* **TASK INSTRUCTIONS**
Every record below should be repeated exactly, with the pictures left out.
RECORDED DATA START
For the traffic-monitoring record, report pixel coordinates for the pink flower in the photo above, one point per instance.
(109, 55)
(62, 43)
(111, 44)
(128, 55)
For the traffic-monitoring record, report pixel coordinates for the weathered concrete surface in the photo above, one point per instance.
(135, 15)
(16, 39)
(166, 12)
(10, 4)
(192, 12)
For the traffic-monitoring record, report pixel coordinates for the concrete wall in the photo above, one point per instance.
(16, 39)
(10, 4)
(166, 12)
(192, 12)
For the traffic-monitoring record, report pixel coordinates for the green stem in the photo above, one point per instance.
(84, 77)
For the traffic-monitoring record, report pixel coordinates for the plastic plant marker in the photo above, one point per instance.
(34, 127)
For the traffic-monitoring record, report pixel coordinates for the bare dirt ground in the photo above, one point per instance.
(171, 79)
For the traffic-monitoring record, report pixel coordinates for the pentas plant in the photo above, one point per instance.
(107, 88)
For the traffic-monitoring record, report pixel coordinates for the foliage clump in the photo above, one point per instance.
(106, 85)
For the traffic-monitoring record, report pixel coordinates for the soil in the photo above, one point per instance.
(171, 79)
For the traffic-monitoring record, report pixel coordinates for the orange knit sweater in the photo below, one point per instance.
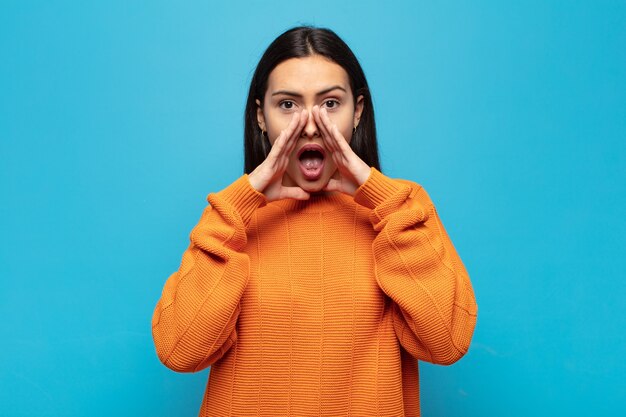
(317, 307)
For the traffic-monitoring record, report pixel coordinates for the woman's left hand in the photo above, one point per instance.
(352, 172)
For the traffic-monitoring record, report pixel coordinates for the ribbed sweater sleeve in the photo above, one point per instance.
(193, 324)
(417, 266)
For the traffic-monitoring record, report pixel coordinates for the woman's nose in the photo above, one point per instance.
(310, 129)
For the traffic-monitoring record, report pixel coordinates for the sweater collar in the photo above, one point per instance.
(317, 203)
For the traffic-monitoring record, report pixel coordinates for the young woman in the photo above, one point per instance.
(313, 283)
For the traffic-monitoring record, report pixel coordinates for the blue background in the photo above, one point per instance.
(117, 118)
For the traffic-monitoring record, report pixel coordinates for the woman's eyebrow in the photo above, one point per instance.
(324, 91)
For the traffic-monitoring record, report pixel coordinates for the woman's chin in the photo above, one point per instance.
(313, 187)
RECORDED DATA END
* **EXERCISE RESPONSE**
For the traffic-monitoring record, report pixel coordinates for the pink flower in the photo above, one point per instance.
(109, 55)
(62, 43)
(111, 44)
(128, 55)
For the traffic-monitoring record, report pixel coordinates for the weathered concrete surface in the photo above, one point per instance.
(135, 15)
(16, 39)
(166, 12)
(10, 4)
(192, 12)
For the traffic-monitoring record, report pixel coordinates for the concrete wall in the photo above, one point per instance.
(16, 39)
(10, 4)
(166, 12)
(192, 12)
For the traffic-monitoring record, report pixel coordinates for the green stem in the photo above, one point per instance.
(84, 77)
For the traffic-monitoring record, report pixel coordinates for the plastic plant marker in the photo above, one point per instance.
(34, 127)
For the traffic-monitoring record, report pixel coordinates for the bare dirt ground in the photo above, one point per instance.
(171, 79)
For the traffic-monitoring record, report pixel coordinates for the pentas plant in the photo above, one point per instance.
(107, 88)
For the traffic-monitoring record, report pixel coordinates for the foliage clump in the photo above, one point per instance.
(106, 85)
For the traffic-monitoring record, report pixel coordinates for the soil in the photo above, one point per instance.
(171, 79)
For the traffic-monitoring record, report pixel coordinates for the orange knit sweater in the photo below, one point per instance.
(317, 307)
For the traffic-monitoring record, report pixel coordinates for the woman's left hand in the photo above, one point per instance.
(352, 172)
For the traffic-monitoring record, report pixel coordinates for the ribbed sweater sleeve in the photo above, one point per instance.
(193, 324)
(417, 266)
For the traffic-monitoring record, report pixel coordinates for the woman's nose in the photo above, one point per instance.
(310, 129)
For the traffic-monitoring record, report pixel coordinates for the sweater collar in the photo above, one point per instance.
(317, 203)
For the traffic-monitoring record, report pixel coordinates for the young woman in the photo above, one point per instance.
(313, 283)
For the traffic-monitoring record, report pixel coordinates for the blue background in the photo above, one point per instance.
(117, 118)
For the traffic-monitoring record, report pixel coordinates for the woman's eyebrow in the photo above, one point per instance.
(324, 91)
For the traffic-monitoring record, report pixel coordinates for the woman's chin in the photo above, one point per instance.
(313, 187)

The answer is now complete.